• _What needs to be done_:
Locate the string "below" throughout the material and copy every line in which it occurs.

• _Supplied material_:
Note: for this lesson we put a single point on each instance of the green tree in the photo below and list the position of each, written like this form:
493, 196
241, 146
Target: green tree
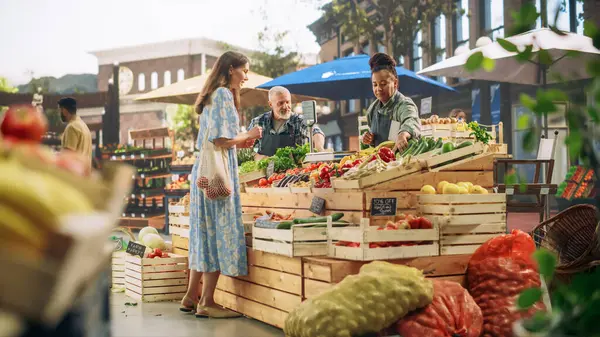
5, 87
404, 21
354, 23
583, 115
273, 61
183, 123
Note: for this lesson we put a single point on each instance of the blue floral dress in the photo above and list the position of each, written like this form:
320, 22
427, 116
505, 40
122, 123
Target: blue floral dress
217, 240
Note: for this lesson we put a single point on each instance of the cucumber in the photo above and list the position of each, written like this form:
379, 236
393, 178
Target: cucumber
463, 144
285, 225
419, 149
334, 217
411, 146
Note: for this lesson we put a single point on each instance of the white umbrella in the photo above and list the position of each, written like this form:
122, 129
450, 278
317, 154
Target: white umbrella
509, 69
185, 92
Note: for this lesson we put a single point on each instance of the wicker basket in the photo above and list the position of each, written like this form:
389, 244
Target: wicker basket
572, 235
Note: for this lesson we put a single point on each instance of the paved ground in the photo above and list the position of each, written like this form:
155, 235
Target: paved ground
164, 319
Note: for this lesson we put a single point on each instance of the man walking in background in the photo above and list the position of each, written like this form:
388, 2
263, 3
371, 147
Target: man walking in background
77, 136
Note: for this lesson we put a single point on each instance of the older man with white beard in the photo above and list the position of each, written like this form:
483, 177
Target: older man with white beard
282, 127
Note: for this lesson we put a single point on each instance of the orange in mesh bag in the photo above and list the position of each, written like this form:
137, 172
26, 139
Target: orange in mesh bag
213, 171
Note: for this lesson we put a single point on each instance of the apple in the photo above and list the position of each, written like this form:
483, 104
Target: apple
24, 122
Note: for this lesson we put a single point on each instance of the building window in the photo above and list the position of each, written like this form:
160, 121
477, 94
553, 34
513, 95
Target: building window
461, 24
438, 39
167, 78
417, 53
493, 18
570, 12
141, 82
154, 80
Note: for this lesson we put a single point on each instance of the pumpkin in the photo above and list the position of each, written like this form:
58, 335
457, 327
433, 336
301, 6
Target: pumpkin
498, 272
453, 313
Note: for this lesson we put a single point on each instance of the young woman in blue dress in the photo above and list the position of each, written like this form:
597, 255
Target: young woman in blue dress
217, 244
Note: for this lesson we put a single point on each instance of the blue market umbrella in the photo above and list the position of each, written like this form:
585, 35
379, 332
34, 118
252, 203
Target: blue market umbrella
350, 78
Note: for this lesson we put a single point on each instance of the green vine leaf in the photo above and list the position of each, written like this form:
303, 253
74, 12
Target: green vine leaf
488, 64
544, 57
525, 55
474, 62
528, 298
546, 262
508, 46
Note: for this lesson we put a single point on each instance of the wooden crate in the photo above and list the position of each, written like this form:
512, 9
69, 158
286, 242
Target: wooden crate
365, 235
320, 274
118, 268
273, 287
465, 220
300, 240
153, 280
378, 178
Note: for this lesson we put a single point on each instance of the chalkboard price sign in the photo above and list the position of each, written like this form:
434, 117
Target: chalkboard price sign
136, 249
270, 168
383, 206
317, 206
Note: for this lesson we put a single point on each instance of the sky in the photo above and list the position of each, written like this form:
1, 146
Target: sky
54, 37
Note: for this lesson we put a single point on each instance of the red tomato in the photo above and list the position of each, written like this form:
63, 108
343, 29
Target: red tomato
24, 122
425, 224
415, 223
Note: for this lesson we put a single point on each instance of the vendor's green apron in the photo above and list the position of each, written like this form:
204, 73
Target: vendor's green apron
380, 127
270, 142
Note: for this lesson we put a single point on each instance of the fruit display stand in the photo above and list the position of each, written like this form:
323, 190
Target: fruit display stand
151, 155
465, 220
156, 279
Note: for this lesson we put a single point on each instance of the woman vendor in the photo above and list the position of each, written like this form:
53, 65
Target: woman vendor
391, 111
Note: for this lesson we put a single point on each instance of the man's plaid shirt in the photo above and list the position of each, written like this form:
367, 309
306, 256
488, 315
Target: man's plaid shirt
294, 126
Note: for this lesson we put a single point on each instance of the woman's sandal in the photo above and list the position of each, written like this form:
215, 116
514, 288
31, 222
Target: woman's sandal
215, 313
187, 309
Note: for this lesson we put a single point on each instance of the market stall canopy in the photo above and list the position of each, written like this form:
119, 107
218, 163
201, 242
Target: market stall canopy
185, 92
350, 78
509, 69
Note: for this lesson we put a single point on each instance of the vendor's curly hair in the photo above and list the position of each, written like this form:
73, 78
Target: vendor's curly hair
381, 61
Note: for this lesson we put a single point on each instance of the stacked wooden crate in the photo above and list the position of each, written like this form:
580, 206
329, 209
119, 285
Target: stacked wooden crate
465, 220
179, 227
320, 274
157, 279
118, 268
273, 288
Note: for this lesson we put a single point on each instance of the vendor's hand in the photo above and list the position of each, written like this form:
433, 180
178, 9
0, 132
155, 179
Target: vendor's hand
255, 133
367, 138
402, 141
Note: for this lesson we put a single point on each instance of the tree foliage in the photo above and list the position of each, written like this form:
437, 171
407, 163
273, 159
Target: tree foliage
272, 59
583, 115
354, 23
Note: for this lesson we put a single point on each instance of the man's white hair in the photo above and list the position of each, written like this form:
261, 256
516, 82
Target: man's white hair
277, 90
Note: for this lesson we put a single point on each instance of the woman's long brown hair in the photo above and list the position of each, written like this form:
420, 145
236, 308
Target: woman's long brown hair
220, 77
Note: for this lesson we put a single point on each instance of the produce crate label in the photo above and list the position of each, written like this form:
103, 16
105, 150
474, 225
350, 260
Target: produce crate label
317, 205
383, 206
270, 168
136, 249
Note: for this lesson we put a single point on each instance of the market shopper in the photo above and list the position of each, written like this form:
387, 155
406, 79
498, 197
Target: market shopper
217, 243
391, 107
77, 136
282, 127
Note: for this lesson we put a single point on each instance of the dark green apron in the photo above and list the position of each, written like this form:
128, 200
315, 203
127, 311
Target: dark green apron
270, 142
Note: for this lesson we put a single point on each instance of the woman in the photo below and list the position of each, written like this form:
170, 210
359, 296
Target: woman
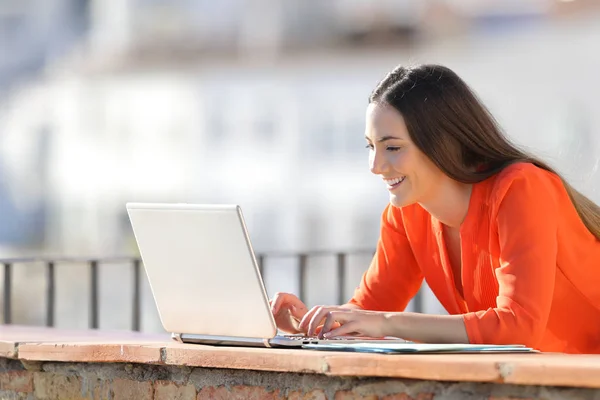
507, 246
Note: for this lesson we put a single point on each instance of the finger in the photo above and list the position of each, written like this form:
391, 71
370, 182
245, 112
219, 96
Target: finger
317, 320
332, 318
307, 318
278, 300
298, 311
350, 328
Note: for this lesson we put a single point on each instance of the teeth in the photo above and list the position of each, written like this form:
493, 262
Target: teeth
394, 181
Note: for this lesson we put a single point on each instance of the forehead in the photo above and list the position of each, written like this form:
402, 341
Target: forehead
385, 120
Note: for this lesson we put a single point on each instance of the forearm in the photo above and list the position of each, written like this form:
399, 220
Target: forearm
427, 328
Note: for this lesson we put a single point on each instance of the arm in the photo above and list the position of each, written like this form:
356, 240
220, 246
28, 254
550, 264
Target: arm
527, 231
526, 219
393, 278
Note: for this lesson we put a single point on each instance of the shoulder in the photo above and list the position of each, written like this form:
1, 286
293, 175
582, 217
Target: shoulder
525, 182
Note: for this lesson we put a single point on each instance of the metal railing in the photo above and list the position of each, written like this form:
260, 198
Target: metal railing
341, 262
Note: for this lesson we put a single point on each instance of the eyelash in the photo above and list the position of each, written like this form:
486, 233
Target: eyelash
391, 148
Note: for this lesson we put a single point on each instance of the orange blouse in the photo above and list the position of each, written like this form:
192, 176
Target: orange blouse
530, 267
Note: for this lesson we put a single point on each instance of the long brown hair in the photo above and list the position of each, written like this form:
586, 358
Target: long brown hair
450, 125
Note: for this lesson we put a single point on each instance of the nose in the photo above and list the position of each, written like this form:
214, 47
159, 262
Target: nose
377, 163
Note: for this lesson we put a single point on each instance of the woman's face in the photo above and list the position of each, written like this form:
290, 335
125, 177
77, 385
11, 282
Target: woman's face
409, 175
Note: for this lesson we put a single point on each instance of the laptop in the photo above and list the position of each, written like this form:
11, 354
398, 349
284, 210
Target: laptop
205, 279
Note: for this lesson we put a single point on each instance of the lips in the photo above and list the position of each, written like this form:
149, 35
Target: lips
394, 181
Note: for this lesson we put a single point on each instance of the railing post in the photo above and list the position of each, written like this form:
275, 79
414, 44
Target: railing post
50, 293
135, 323
261, 265
94, 294
302, 258
341, 269
7, 293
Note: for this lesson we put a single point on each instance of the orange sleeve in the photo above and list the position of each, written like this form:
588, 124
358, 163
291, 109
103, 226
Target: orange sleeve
393, 278
526, 218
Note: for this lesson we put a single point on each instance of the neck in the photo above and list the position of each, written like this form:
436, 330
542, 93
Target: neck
450, 203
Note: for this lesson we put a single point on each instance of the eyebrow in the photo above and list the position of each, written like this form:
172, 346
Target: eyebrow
385, 138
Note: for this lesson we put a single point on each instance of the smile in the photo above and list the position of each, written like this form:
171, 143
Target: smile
394, 183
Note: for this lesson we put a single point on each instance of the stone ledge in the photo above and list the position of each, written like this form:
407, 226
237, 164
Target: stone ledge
49, 345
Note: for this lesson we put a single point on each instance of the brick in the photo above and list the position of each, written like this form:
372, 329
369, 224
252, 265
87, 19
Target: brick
10, 395
238, 393
54, 386
404, 396
17, 381
350, 395
165, 390
512, 398
94, 388
317, 394
125, 389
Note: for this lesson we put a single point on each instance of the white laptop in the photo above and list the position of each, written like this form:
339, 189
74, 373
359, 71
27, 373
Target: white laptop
204, 276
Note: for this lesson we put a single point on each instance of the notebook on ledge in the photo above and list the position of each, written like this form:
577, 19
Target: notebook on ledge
408, 347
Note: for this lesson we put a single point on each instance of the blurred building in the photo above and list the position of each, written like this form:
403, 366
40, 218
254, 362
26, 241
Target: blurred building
259, 103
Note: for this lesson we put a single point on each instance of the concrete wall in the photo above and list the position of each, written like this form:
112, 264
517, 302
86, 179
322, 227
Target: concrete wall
36, 380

• _Solution to this problem_:
Note: for this lesson we put a single point on each instance of the green tree in the photo below and list the position of each, written like this form:
Note: for this lesson we put a single point on each instance of the woman in the photo below and list the position of each, written like this form:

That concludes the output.